◆ **SUPPLIED PASSAGE**:
Preparing for Coronavirus as a Dog Owner

If you haven’t read my article about whether or not your dog can even get coronavirus, you should definitely check it out. The short answer is that it is possible, but dogs haven’t had symptoms and both the CDC and WHO have stated that there is no evidence that your dog (or cat) can pass it to you. That aside, it’s still important to prepare yourself for what could happen if your family gets infected with COVID-19.

Get an Extra Bag of Dog Food

If anyone in your family tests positive for COVID-19, or even appears to have the symptoms, the rest of you will also be quarantined. This means no one will be able to leave the house to get dog food if you happen to run out during quarantine. Right now, it is already strongly suggested that we all practice social distancing. This doesn’t mean that you can’t get necessities, but you should definitely think about other ways to go about getting them. For instance, take advantage of services like Shipt, Restock, or Drive-up by Target, try out Amazon’s grocery service called Amazon Fresh, and do whatever shopping you can online. There are many grocery and department stores that have options for you to shop online and have an employee deliver the items to your car. You should do the same with purchasing your dog’s food. Check out companies like Chewy where you can order online and have the food shipped to you. Also, don’t panic. Two of my large breed dogs eat the same food and the 33lb bag lasts us a whole month. Unless you have five or more dogs eating the same food, you do not need more than one bag. Everyone is in the same boat, and we need to be courteous and thoughtful of others by not buying more than we actually need. One bag of dog food will hold most people over in the event that their family contracts COVID-19. If you are unable to buy the kibble you usually buy, look for something within the same brand that uses similar ingredients or has a similar recipe. If you can, introduce the new food little by little into your dog’s current food to avoid stomach upset.

Dataset items:
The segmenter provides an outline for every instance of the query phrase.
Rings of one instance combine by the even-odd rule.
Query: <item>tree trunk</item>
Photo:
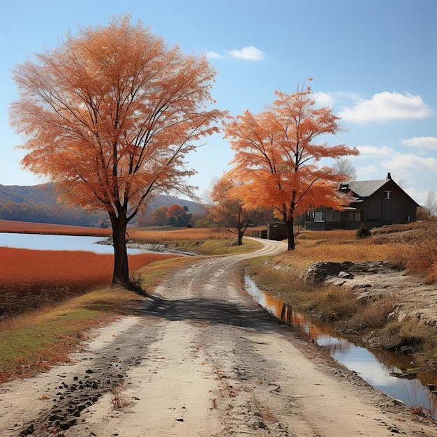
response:
[[[114,245],[114,273],[112,283],[127,285],[129,283],[129,266],[128,251],[126,247],[126,229],[128,221],[126,214],[110,214],[112,225],[112,242]]]
[[[243,235],[244,235],[244,232],[242,230],[238,230],[238,245],[241,246],[243,244]]]
[[[288,250],[295,250],[295,229],[293,216],[291,216],[288,220],[286,221],[287,225],[287,237],[288,238]]]

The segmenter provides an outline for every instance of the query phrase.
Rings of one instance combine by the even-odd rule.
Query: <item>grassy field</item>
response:
[[[0,232],[108,235],[108,230],[0,220]],[[253,251],[260,245],[214,230],[130,230],[138,242],[200,254]],[[110,286],[113,255],[86,251],[0,247],[0,383],[65,361],[89,328],[108,323],[144,299]],[[129,255],[131,277],[151,292],[170,269],[191,259],[176,254]]]
[[[101,228],[87,228],[85,226],[52,225],[29,223],[27,221],[0,220],[0,232],[108,237],[111,235],[111,230],[103,229]]]
[[[5,229],[4,221],[0,221],[0,230]],[[22,230],[24,226],[8,225],[9,229],[21,227]],[[48,230],[52,229],[56,233],[77,235],[71,227],[62,230],[57,226],[53,230],[52,225],[27,225],[35,231],[41,228],[41,232],[50,233]],[[84,229],[90,232],[94,230]],[[84,232],[84,228],[82,231]],[[373,231],[371,238],[363,240],[355,238],[355,231],[301,232],[297,237],[295,251],[252,261],[247,269],[260,286],[265,284],[297,307],[336,314],[341,323],[343,323],[342,315],[357,315],[357,323],[363,325],[365,321],[366,329],[373,329],[381,325],[390,302],[364,308],[351,299],[350,293],[337,288],[315,290],[303,283],[299,276],[316,261],[386,260],[420,273],[431,283],[437,280],[436,231],[433,223],[416,223],[401,228],[381,228]],[[212,229],[129,230],[129,237],[138,242],[167,244],[202,255],[239,253],[260,246],[259,243],[247,239],[242,246],[237,246],[234,235]],[[112,255],[1,248],[0,259],[0,309],[3,311],[0,382],[32,374],[66,360],[69,352],[86,338],[89,327],[128,312],[132,304],[144,299],[108,285]],[[133,280],[148,292],[154,290],[169,269],[179,267],[191,259],[163,254],[129,255]],[[405,326],[399,330],[411,332],[416,327]],[[350,326],[350,329],[353,331],[355,328]],[[434,353],[435,332],[429,341],[426,340],[428,332],[419,334],[424,339],[429,353]]]

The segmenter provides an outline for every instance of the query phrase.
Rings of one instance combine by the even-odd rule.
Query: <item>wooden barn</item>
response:
[[[319,207],[306,212],[305,229],[357,229],[362,224],[370,229],[416,220],[420,205],[392,179],[390,173],[385,179],[341,184],[339,191],[347,200],[341,210]]]

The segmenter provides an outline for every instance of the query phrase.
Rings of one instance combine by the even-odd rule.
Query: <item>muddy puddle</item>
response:
[[[408,357],[366,348],[343,339],[329,323],[295,312],[290,305],[260,290],[248,275],[244,280],[247,292],[267,311],[327,348],[335,360],[375,388],[437,419],[437,396],[428,387],[429,384],[437,386],[437,373],[416,373]]]

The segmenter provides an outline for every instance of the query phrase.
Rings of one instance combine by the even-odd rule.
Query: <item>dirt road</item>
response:
[[[255,304],[254,255],[193,259],[71,364],[1,385],[0,436],[437,435]]]

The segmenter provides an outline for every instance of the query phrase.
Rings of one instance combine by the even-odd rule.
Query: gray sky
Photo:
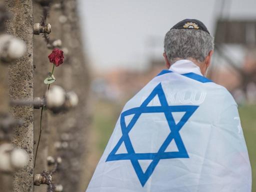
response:
[[[256,0],[226,2],[225,16],[256,19]],[[84,44],[92,66],[108,70],[117,66],[141,69],[147,64],[149,55],[161,56],[166,33],[184,18],[202,20],[213,34],[222,0],[78,2]]]

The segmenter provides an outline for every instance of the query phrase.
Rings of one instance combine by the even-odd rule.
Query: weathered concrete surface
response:
[[[38,4],[34,2],[33,16],[34,22],[40,22],[42,16],[42,8]],[[42,36],[34,35],[34,95],[35,97],[42,97],[47,90],[48,86],[44,83],[47,77],[48,72],[52,71],[52,64],[49,62],[48,55],[52,52],[46,47]],[[40,115],[41,110],[34,110],[34,138],[36,144],[34,146],[34,154],[38,144],[40,131]],[[47,111],[44,110],[42,114],[42,130],[40,144],[36,157],[36,162],[34,172],[40,174],[44,170],[47,170],[46,158],[48,155],[48,138],[49,130],[48,126]],[[34,186],[36,192],[45,192],[47,186]]]
[[[76,0],[64,1],[62,9],[51,9],[48,20],[52,25],[50,37],[60,39],[63,48],[68,51],[68,54],[64,54],[64,63],[54,70],[56,80],[54,84],[74,91],[79,98],[78,106],[72,111],[49,116],[49,154],[62,158],[53,178],[54,183],[63,185],[65,192],[83,192],[86,187],[80,187],[80,184],[83,182],[81,176],[86,164],[83,158],[88,138],[89,72],[83,52],[76,4]],[[66,18],[66,22],[59,22],[61,16],[62,18]],[[60,142],[64,148],[56,150],[54,147],[56,142]]]
[[[12,18],[7,22],[7,32],[23,40],[27,45],[24,56],[10,66],[9,94],[10,99],[33,99],[33,19],[32,0],[4,0]],[[24,120],[14,129],[13,144],[24,149],[29,156],[28,166],[14,174],[14,192],[33,191],[33,112],[31,106],[14,106],[10,112]]]

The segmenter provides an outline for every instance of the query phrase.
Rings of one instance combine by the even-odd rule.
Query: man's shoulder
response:
[[[222,86],[212,82],[208,84],[210,89],[212,90],[212,94],[216,96],[218,100],[221,100],[229,104],[235,104],[237,106],[233,96],[231,93]]]

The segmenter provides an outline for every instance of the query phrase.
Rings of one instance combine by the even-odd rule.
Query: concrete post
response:
[[[6,24],[7,32],[23,40],[27,50],[24,56],[9,66],[8,87],[11,100],[33,100],[33,19],[32,0],[4,0],[8,11],[12,14]],[[29,156],[27,167],[14,174],[13,192],[33,192],[34,108],[32,106],[13,106],[14,117],[24,124],[14,128],[12,143],[25,150]]]

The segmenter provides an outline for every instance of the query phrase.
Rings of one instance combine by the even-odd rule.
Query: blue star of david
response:
[[[156,95],[159,98],[160,106],[148,106]],[[140,182],[143,187],[152,174],[160,160],[174,158],[189,158],[179,131],[198,107],[198,106],[168,106],[162,84],[160,83],[159,84],[140,106],[130,108],[121,114],[120,123],[122,136],[116,146],[110,152],[106,162],[118,160],[130,160]],[[185,112],[185,114],[180,120],[176,124],[172,114],[172,112]],[[167,136],[157,152],[136,153],[128,134],[132,128],[142,114],[154,112],[163,112],[164,114],[170,132]],[[126,125],[124,121],[124,117],[130,114],[134,114],[134,116],[130,122]],[[174,140],[178,151],[165,152],[172,140]],[[123,142],[124,143],[128,153],[116,154]],[[138,160],[152,160],[152,162],[144,172],[138,162]]]

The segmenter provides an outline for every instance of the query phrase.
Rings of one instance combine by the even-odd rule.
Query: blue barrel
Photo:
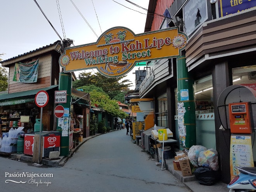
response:
[[[21,138],[21,136],[19,136],[17,140],[17,154],[23,153],[24,151],[24,138]]]

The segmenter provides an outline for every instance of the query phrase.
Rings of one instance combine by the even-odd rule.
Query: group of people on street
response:
[[[126,135],[129,135],[128,133],[129,133],[129,130],[130,129],[130,136],[131,136],[131,134],[133,133],[132,118],[130,118],[130,119],[126,119],[125,121],[125,127],[126,128]]]

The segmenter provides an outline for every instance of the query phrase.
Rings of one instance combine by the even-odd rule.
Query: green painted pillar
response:
[[[61,156],[67,156],[69,154],[69,124],[70,122],[70,109],[71,108],[71,91],[72,75],[70,73],[60,73],[59,83],[59,91],[67,91],[67,102],[60,103],[64,109],[69,109],[69,116],[64,118],[62,126],[58,126],[59,118],[57,118],[57,130],[61,133]],[[73,141],[72,141],[73,142]]]
[[[196,145],[194,81],[190,77],[186,58],[177,59],[178,126],[180,147],[189,149]]]

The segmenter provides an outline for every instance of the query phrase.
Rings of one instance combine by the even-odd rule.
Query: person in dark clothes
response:
[[[130,126],[130,136],[131,136],[131,133],[133,133],[132,130],[132,119],[131,118],[129,121]]]
[[[127,119],[126,119],[125,123],[125,127],[126,127],[126,135],[128,135],[128,133],[129,133],[129,128],[130,126],[130,122],[129,120]]]

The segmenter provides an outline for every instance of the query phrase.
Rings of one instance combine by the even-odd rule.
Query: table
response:
[[[175,144],[175,143],[177,143],[178,144],[178,143],[179,142],[177,140],[175,140],[175,139],[173,139],[172,138],[168,138],[167,140],[159,140],[159,139],[157,140],[155,140],[155,144],[156,144],[156,142],[157,143],[159,143],[161,144],[161,147],[162,147],[162,149],[163,150],[163,144],[164,142],[164,144]],[[173,149],[173,147],[172,147],[172,150]],[[157,156],[157,162],[159,162],[159,157],[158,157],[158,150],[157,150],[157,148],[156,149],[156,155]],[[165,158],[164,158],[164,156],[163,156],[163,158],[164,159],[164,166],[165,166],[166,168],[167,169],[168,169],[167,168],[167,165],[166,164],[166,161],[165,161]]]

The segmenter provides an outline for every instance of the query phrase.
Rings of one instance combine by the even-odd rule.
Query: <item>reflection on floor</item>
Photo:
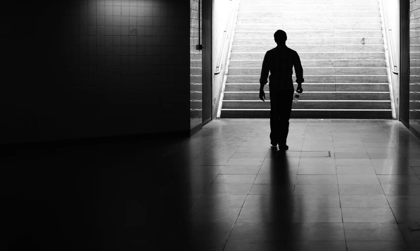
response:
[[[400,122],[293,120],[285,152],[269,130],[215,120],[184,142],[176,159],[189,165],[162,192],[189,211],[174,239],[201,250],[420,250],[420,141]]]
[[[43,251],[420,250],[420,141],[400,122],[292,120],[285,152],[269,130],[222,119],[190,138],[21,148],[0,159],[2,237]]]

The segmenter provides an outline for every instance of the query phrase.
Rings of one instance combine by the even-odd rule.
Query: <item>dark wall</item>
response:
[[[0,15],[1,143],[189,130],[188,1],[27,3]]]

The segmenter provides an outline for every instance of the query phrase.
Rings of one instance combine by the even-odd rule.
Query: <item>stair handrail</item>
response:
[[[390,28],[390,27],[388,25],[388,15],[386,13],[386,7],[385,6],[385,2],[386,2],[385,0],[381,0],[382,2],[382,6],[383,7],[383,10],[382,12],[383,13],[383,16],[384,18],[383,19],[385,23],[385,33],[386,34],[386,39],[387,40],[387,47],[388,47],[388,55],[389,55],[389,58],[391,59],[391,62],[390,64],[390,68],[391,68],[391,71],[392,73],[398,75],[398,72],[396,71],[394,69],[397,67],[397,65],[394,63],[394,53],[393,53],[393,50],[392,48],[392,40],[391,40],[392,38],[392,34],[390,32],[392,30]]]
[[[231,0],[231,2],[232,2],[232,1]],[[231,13],[229,13],[229,17],[228,19],[226,27],[224,28],[224,31],[223,31],[223,32],[224,32],[224,35],[223,37],[224,42],[223,42],[223,47],[222,47],[221,51],[220,51],[220,59],[219,59],[219,63],[217,64],[217,66],[216,66],[216,71],[214,71],[215,75],[219,74],[221,71],[223,58],[224,57],[223,57],[223,55],[224,55],[224,50],[226,49],[226,45],[228,44],[228,38],[229,37],[228,35],[228,29],[229,29],[229,27],[231,26],[231,21],[232,19],[232,13],[236,12],[236,9],[238,5],[234,5],[233,3],[231,3]]]

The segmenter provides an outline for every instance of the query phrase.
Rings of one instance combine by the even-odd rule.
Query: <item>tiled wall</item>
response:
[[[7,79],[3,83],[15,85],[2,100],[10,108],[2,142],[188,131],[188,106],[193,103],[188,95],[198,95],[190,93],[188,84],[190,53],[197,60],[195,75],[201,76],[200,55],[188,47],[188,4],[72,0],[33,5],[39,10],[27,12],[38,16],[22,22],[31,25],[16,27],[7,39],[35,35],[26,37],[22,48],[11,42],[3,47],[9,53],[6,62],[22,57],[20,74],[2,76]],[[8,15],[13,20],[18,14]],[[25,71],[26,80],[16,80]],[[200,86],[193,86],[198,93]],[[190,114],[197,114],[191,117],[191,124],[197,123],[199,113]]]
[[[409,125],[420,135],[420,1],[410,3]]]
[[[199,35],[201,42],[203,33],[202,24],[199,25],[202,20],[199,5],[201,5],[201,1],[190,0],[190,128],[197,128],[195,130],[200,129],[203,120],[203,53],[196,47],[199,44]]]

◆ **QUESTIONS TO ANSWER**:
1. List every shopping service or company that the article on preparing for coronavirus as a dog owner names.
2. According to the article on preparing for coronavirus as a dog owner, how long does the 33lb bag of food last the writer's two large breed dogs?
3. Continue the article on preparing for coronavirus as a dog owner from its last sentence.
The material comes from a separate source, unrelated to the article.

◆ **ANSWERS PER TASK**:
1. Shipt, Restock, Drive-up by Target, Amazon Fresh, Chewy

2. A whole month.

3.
I don’t think it is likely that most of us will be without dog food, but let’s pretend that somehow you land in that situation. You are sick with COVID-19, you’ve run out of dog food, and you have no way to get it. You still have options. For instance, many of us feed our dogs rice and chicken when they are ill. But, you can feed this to your dog regardless of whether they’re feeling good or not. There are also many fruits and vegetables that are safe for your dog to eat, like apples, blueberries, carrots, squash, pumpkin, potatoes, and sweet potatoes, just to name a few. See what items you have in your house and do a quick Google search to check if what you have is safe for your dog to eat.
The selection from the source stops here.